* BEGIN *

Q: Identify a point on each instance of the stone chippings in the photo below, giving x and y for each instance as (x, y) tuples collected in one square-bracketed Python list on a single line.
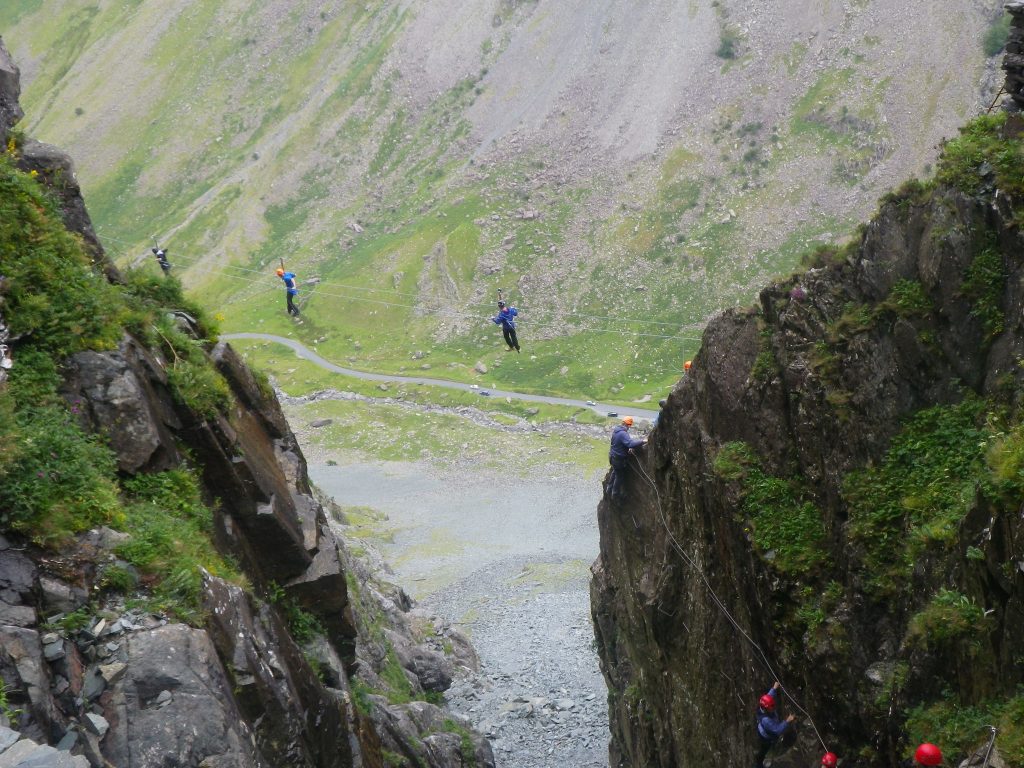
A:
[(1013, 61)]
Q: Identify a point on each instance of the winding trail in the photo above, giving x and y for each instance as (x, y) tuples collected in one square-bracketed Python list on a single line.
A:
[(308, 354)]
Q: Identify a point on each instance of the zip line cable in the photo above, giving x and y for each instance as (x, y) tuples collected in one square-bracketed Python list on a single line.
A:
[(721, 605), (441, 312), (394, 292)]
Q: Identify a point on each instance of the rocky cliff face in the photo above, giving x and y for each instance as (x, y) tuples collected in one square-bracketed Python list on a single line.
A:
[(104, 677), (836, 470)]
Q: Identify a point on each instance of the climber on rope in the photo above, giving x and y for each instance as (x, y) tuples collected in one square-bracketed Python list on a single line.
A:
[(291, 290), (926, 755), (506, 318), (622, 446), (772, 730), (161, 255)]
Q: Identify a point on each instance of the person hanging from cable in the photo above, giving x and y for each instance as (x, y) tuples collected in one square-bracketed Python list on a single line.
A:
[(772, 730), (291, 290), (619, 455), (506, 318), (161, 255)]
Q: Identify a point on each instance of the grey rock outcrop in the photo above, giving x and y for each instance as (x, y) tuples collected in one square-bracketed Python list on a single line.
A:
[(683, 680), (1013, 62), (199, 723), (137, 690)]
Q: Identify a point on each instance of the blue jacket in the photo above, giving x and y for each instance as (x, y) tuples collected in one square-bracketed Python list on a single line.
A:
[(770, 726), (505, 316), (290, 284), (621, 443)]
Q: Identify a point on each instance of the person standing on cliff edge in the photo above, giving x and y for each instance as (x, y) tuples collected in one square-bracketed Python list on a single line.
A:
[(771, 729), (291, 289), (619, 456), (506, 318)]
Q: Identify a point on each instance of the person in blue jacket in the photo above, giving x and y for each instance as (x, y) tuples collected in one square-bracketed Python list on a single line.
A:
[(772, 729), (506, 318), (619, 455), (291, 289)]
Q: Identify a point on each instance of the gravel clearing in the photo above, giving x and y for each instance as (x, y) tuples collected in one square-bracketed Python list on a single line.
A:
[(507, 559)]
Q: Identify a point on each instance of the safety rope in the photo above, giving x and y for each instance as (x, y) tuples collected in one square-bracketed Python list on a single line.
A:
[(760, 652), (438, 312), (395, 292)]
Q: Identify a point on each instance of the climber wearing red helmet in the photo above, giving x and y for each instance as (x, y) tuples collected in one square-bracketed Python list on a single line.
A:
[(771, 729), (928, 755)]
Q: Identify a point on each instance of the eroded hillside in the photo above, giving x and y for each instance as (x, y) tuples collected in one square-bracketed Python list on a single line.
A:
[(842, 470), (623, 170)]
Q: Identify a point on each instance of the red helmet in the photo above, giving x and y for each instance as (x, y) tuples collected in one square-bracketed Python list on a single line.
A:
[(928, 755)]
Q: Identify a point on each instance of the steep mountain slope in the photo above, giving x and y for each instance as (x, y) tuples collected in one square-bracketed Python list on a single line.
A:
[(171, 590), (624, 170), (843, 470)]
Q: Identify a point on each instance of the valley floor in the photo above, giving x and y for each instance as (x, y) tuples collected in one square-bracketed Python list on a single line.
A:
[(505, 557)]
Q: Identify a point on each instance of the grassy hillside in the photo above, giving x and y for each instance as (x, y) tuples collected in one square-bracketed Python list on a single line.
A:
[(418, 160)]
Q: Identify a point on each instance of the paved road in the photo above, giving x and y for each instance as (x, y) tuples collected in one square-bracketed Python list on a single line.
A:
[(306, 353)]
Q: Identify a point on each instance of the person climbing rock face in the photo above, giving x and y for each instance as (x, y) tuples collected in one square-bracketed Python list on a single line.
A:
[(505, 318), (771, 729), (622, 445), (291, 289)]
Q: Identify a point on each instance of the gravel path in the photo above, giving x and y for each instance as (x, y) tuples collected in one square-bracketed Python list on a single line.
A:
[(507, 559), (306, 353)]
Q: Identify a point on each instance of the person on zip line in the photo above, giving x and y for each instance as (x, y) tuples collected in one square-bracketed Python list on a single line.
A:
[(161, 254), (772, 730), (506, 318), (291, 290)]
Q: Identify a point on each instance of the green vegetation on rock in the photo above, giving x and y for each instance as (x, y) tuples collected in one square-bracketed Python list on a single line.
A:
[(785, 522)]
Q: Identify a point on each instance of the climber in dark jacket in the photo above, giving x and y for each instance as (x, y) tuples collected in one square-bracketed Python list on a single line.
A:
[(506, 318), (619, 455), (771, 729), (291, 290)]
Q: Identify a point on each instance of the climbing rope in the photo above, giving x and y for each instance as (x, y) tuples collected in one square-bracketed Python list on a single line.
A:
[(394, 292), (760, 652), (437, 312)]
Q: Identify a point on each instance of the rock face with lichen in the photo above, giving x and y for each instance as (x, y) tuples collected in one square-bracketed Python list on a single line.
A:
[(263, 673), (841, 470)]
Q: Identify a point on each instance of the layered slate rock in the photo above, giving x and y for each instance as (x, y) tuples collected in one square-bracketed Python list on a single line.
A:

* END *

Replace every occurrence of "Identify a point" with "Locate a point" throughout all of the lines above, leaving everything else unchanged, and leave the pictures out of your answer.

*ANSWER FOR THIS EXERCISE*
Q: Locate a point on each instance of the stone chippings in the photo below, giving x and y for each instance as (x, y) tuples collected in one square-bracketed Python list on a single line.
A:
[(1013, 61)]
Q: Locate a point on each instance of the winding trail in the photo above, giving x and y for each instance as (x, y) tuples collected in one square-bracketed Python list on a single line.
A:
[(308, 354)]
Q: Locate a point on each instance of the zip line cable in the photo above, giving x and y for each instance as (x, y) tuples collected in one square-bracketed Python list on a single line.
A:
[(721, 605), (441, 312), (394, 292)]
Q: Locate a point on each instance of the rocky cliff face in the photo above, giving x and y for each instance as (x, y) tuples collected in one square-bracketed Python list on a single line.
A:
[(104, 677), (836, 470)]
Q: Locate a point on each instance of the climber on rope in the photo above, giving x and y for each instance as (x, y) tuples collected in one square-bracketed Python list on a single line.
A:
[(291, 290), (926, 755), (506, 318), (622, 446), (772, 730), (161, 255)]
Q: Locate a point on each instance of the person hanging from cable in the photo above, giving x and y for each instance as (x, y) tuples collected in one square-bracketed Python list on a single line.
A:
[(772, 730), (291, 290), (619, 455), (506, 318), (161, 255)]
Q: Locate a point on each instance of the grey rock outcrop in the photo above, giving x and y for each instance as (x, y) tuples collected in one square-bracketed Python list on a single line.
A:
[(683, 680), (1013, 62), (199, 723), (137, 690)]
Q: Locate a point on each instance of the blue jacket in the photo above, giving x and y for each instance as (x, y) tuples collected in one square-bracketed Python list on a single line.
A:
[(770, 726), (505, 316), (290, 284), (621, 443)]
Q: Locate a point on each instance of the person standing on cliff edge in the photo above, giving x and y for each instance as (x, y) tuples collected in one square-bracketed Python list on a single line.
A:
[(771, 729), (291, 289), (619, 456), (506, 318)]
Q: Locate a point on each instance of the person in blue jacket in the photo above, giving x and y for each instance as (x, y) tuples collected in one square-bracketed Python list on a single line.
A:
[(772, 729), (506, 318), (619, 455), (291, 289)]
Q: Locate a point on each instance of the gravel clearing in the photo above, giving x and y for each instance as (x, y) tuples collected in one square-bracketed Python list on a single line.
A:
[(507, 559)]
Q: Locate a point on each instance of the safety rope in the photo above, giving x and y for each instance as (x, y) tuples collected in one square-bracketed Python list on a single line.
A:
[(760, 652), (438, 312), (395, 292)]
Q: Locate a point on each instance of the climber wearing red helmet in the photo above, giving x and y for each instance as (x, y) tuples collected in one square-bracketed Python list on a single line.
A:
[(771, 729), (928, 755)]
Q: Locate a point on each instance of the eroded hillside in the photo above, giving x and y for each instance as (x, y) tuples collected in one square-bracketed Python list on a single line.
A:
[(842, 470), (623, 170)]
Q: Locate a point on each instance of the red helmet in the photo above, giving x and y for each instance as (x, y) tuples collected in one square-bracketed Python list on a single line.
A:
[(928, 755)]
Q: Locate a point on each instance of the steep mountain slope in the photo above, giving x and y for each instance as (x, y) tuples collected in one square-bracketed Python list on a single line.
A:
[(171, 590), (624, 170), (843, 470)]
Q: Locate a point on each instance of the valley floor in the photo above, giving x and y for each instance as (x, y) tuples collected in one square-bracketed Python list on a single line.
A:
[(505, 557)]
Q: Locate a point on each instance of the grassy hillside in the photo above, giving x and y for each instance as (x, y) tuples collected in one square-bracketed Python list on a single line.
A:
[(418, 160)]
Q: Locate a point on each instance of the paved road in the photo above, giving x and y for each instance as (x, y) tuples collected in one square-bracketed Python list on a single line.
A:
[(306, 353)]
Q: Locate a point on each instance of the person climbing rock face in the photo above, giving x and y for each instance as (x, y) tuples collected in one square-bracketed Python list on a single line.
A:
[(505, 318), (771, 729), (622, 445), (291, 289)]
Q: Locate a point on each instance of the gravel path in the photo above, giving x and y for each instance as (x, y) tuples collected in one square-bracketed Python list on a single line.
A:
[(507, 559), (306, 353)]
Q: Locate a point on each instance of the person on zip line in the photo above, giving x and y for each instance as (x, y) tuples collected in one square-bracketed Python list on a single line.
A:
[(161, 254), (772, 730), (506, 318), (291, 290)]
Q: Locate a point on each instance of the green vegetation on rock in the photo above, giving x and y for each instance as (x, y) tuples collected in one square-bracketed Python list on a single line.
A:
[(785, 522)]
Q: Locate a point on each instance of the climber in dark jacket in the photo above, giving x and y for each instance as (x, y) tuples collected in one square-bracketed Python list on a single line.
A:
[(506, 318), (619, 455), (771, 729), (291, 290)]
Q: Locate a point on each instance of the climbing rope in the photo above, giving x and y for each instance as (x, y) tuples collected in one square-bracketed Python list on a single line.
A:
[(394, 292), (760, 652), (437, 312)]
Q: Locate a point on each instance of the rock face with lichen in the photo above, giving x and y for each instance as (x, y) tuples collected in one square-bracketed Python list on a single line.
A:
[(263, 673), (841, 470)]
Q: Locate a point on each instance of the layered slate rock in the photo above, giving x and y for each instance as (x, y) tuples collected in one square-bracketed Python list on a single line.
A:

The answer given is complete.